» TASK DETAILS
When you print the records below, keep every word exact and leave out the images.

** INFORMATION SHOWN follows **

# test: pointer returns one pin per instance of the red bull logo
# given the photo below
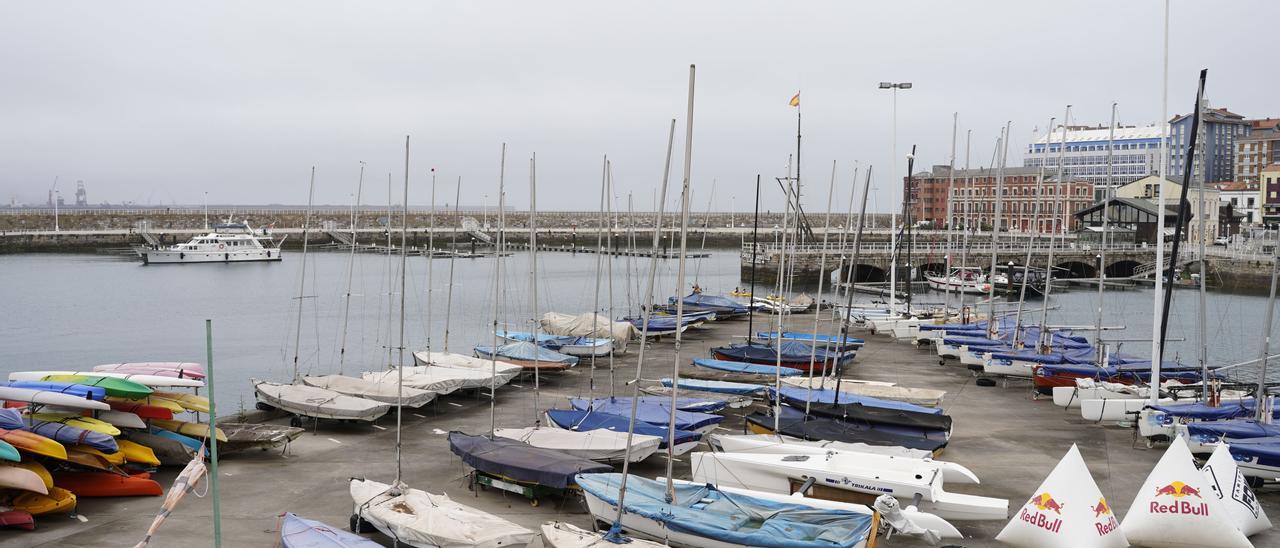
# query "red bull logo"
(1043, 503)
(1179, 492)
(1107, 525)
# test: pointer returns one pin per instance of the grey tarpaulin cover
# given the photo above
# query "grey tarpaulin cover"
(520, 461)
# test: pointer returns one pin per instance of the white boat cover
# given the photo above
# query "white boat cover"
(917, 396)
(432, 379)
(558, 534)
(1065, 511)
(378, 392)
(423, 519)
(597, 325)
(1233, 492)
(1175, 508)
(593, 444)
(318, 402)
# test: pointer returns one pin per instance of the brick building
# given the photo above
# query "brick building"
(974, 199)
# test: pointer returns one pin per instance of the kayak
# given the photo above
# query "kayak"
(35, 467)
(137, 453)
(190, 402)
(302, 533)
(33, 443)
(58, 501)
(68, 434)
(103, 484)
(122, 388)
(149, 380)
(78, 421)
(23, 479)
(49, 397)
(141, 410)
(67, 388)
(176, 369)
(192, 429)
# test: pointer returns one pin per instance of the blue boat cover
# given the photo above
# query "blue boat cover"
(67, 388)
(302, 533)
(68, 434)
(696, 405)
(723, 387)
(730, 517)
(1233, 429)
(10, 419)
(741, 366)
(586, 421)
(520, 461)
(526, 351)
(830, 396)
(650, 412)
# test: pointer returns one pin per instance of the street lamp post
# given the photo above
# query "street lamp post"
(892, 167)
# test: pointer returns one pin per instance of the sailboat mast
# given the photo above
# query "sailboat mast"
(822, 277)
(995, 228)
(647, 314)
(351, 265)
(302, 273)
(497, 295)
(680, 281)
(400, 374)
(453, 257)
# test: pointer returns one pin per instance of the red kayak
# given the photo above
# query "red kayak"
(104, 484)
(141, 410)
(17, 519)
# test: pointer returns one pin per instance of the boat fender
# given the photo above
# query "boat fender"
(892, 515)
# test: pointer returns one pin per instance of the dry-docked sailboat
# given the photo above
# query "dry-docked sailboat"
(417, 517)
(302, 400)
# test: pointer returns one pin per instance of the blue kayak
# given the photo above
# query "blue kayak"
(722, 387)
(302, 533)
(586, 421)
(652, 414)
(741, 366)
(67, 388)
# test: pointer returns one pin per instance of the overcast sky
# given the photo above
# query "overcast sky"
(161, 101)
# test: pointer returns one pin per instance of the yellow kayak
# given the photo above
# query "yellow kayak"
(35, 467)
(78, 421)
(159, 402)
(192, 429)
(137, 453)
(115, 459)
(191, 402)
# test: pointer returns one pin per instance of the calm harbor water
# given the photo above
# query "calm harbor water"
(73, 311)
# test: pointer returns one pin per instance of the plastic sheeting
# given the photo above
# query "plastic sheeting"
(731, 517)
(521, 461)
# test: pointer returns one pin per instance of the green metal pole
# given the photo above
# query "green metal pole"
(213, 437)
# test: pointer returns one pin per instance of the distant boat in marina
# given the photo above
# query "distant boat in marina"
(228, 242)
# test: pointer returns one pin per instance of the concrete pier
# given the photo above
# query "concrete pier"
(1006, 437)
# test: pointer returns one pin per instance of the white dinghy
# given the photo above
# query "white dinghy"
(420, 519)
(603, 446)
(1066, 511)
(1174, 507)
(782, 444)
(449, 360)
(318, 402)
(1233, 492)
(368, 389)
(859, 473)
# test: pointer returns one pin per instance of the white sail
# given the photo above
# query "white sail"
(1175, 507)
(1233, 491)
(1066, 511)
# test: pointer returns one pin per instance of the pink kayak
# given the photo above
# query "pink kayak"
(176, 369)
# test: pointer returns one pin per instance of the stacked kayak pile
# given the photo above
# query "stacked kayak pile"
(99, 433)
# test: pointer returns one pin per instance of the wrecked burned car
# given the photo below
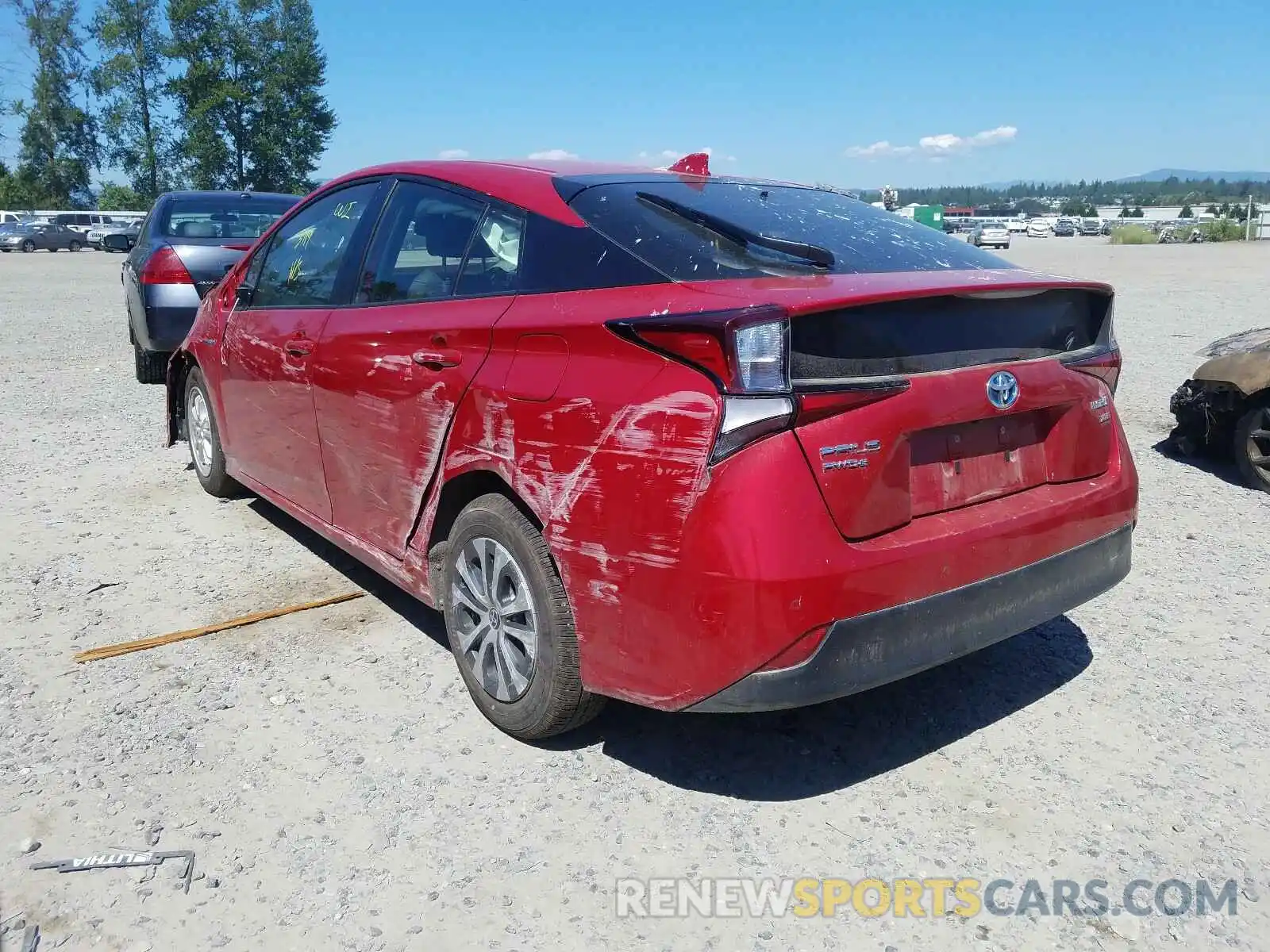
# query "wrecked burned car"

** End of INFORMATION SHOWN **

» SOLVED PROBLEM
# test: pointer returns one pin per instance of the red bull logo
# given the photo below
# query "red bull logo"
(1043, 503)
(1179, 492)
(1107, 525)
# test: pointer returns one pin per instance of the grey tarpaulin cover
# given the photo above
# query "grey tarpaulin cover"
(520, 461)
# test: pointer returns one pin per instance of the white boat cover
# given the photo above
# query "white boat cover"
(917, 396)
(432, 379)
(558, 534)
(1065, 511)
(378, 392)
(423, 519)
(597, 325)
(1233, 492)
(1175, 508)
(593, 444)
(318, 402)
# test: pointer returns one pin per instance of the brick building
# given the photo above
# query "brick building"
(974, 199)
# test: pointer returns one pin per instance of the kayak
# given the photo above
# query "kayak"
(35, 467)
(137, 453)
(190, 402)
(302, 533)
(33, 443)
(58, 501)
(68, 434)
(103, 484)
(122, 388)
(149, 380)
(78, 421)
(23, 479)
(49, 397)
(141, 410)
(67, 388)
(176, 369)
(192, 429)
# test: pointer returns one pin per instance of the blue boat cover
# given the photo above
# query "blue boat cover"
(67, 388)
(302, 533)
(68, 434)
(696, 405)
(723, 387)
(730, 517)
(1233, 429)
(10, 419)
(741, 366)
(586, 421)
(520, 461)
(526, 351)
(830, 396)
(650, 412)
# test: pointer returns one pin per instance of the street lamp post
# given the photo above
# query "street lamp post"
(892, 167)
# test: pointer returns one pin per instance of the sailboat mast
# given the photo above
# query "sailboat mast"
(822, 277)
(995, 228)
(647, 314)
(351, 265)
(302, 273)
(497, 295)
(680, 281)
(400, 374)
(453, 257)
# test: pointer returns one pin per instance of the red kayak
# given the photo above
# query "red kayak"
(104, 484)
(141, 410)
(17, 519)
# test: pointer returns one pin per instance of the boat fender
# given the photo above
# query "boat fender"
(892, 515)
# test: pointer returns one pin per instance of the dry-docked sailboat
# given the photo above
# query "dry-docked sailboat"
(417, 517)
(302, 400)
# test: pointer returns one pin per instance of the blue kayak
# given the photo above
# query "blue kayak"
(722, 387)
(302, 533)
(586, 421)
(652, 414)
(741, 366)
(67, 388)
# test: pointer returns one pin per instance of the overcast sky
# given the photo above
# query "overcast sky"
(161, 101)
# test: pointer returns one pin per instance of the yellow kayak
# given the photo above
# query "yellow kayak"
(35, 467)
(78, 421)
(159, 402)
(192, 429)
(137, 453)
(115, 459)
(191, 402)
# test: pointer returns one pin per instance of the calm harbor water
# given the photo above
# query "calm harbor water"
(73, 311)
# test: pointer returns one pin per instance of the plastic sheeting
# given the photo above
# query "plastic sheeting"
(731, 517)
(521, 461)
# test: pointer returns one pin per instance of the green metal pole
# given the photo above
# query "green metal pole"
(213, 437)
# test: pointer returns one pin per instance of the distant boat in marina
# given the photo above
# query "distant boat in marina"
(228, 242)
# test: pointer returns one pin per instance of the concrete pier
# given the photo above
# query "concrete pier"
(1006, 437)
# test: pointer returns one pin per instance of the white dinghy
# given the photo above
# query "white dinghy"
(420, 519)
(603, 446)
(1066, 511)
(1174, 507)
(782, 444)
(449, 360)
(318, 402)
(1233, 492)
(368, 389)
(859, 473)
# test: pointer returns one pin per instance of the white sail
# given the photo above
# query "white sail"
(1175, 507)
(1233, 491)
(1066, 511)
# test: pointer returns one pin per instance of the pink kayak
# given the photo above
# query "pink kayak"
(176, 369)
# test: pointer returns one pin per instance of the stacked kayak pile
# given the photo above
# query "stacked kayak pile"
(99, 433)
# test: pointer returns one pin per instance of the wrecked burned car
# given the photo below
# query "wrecked burned car"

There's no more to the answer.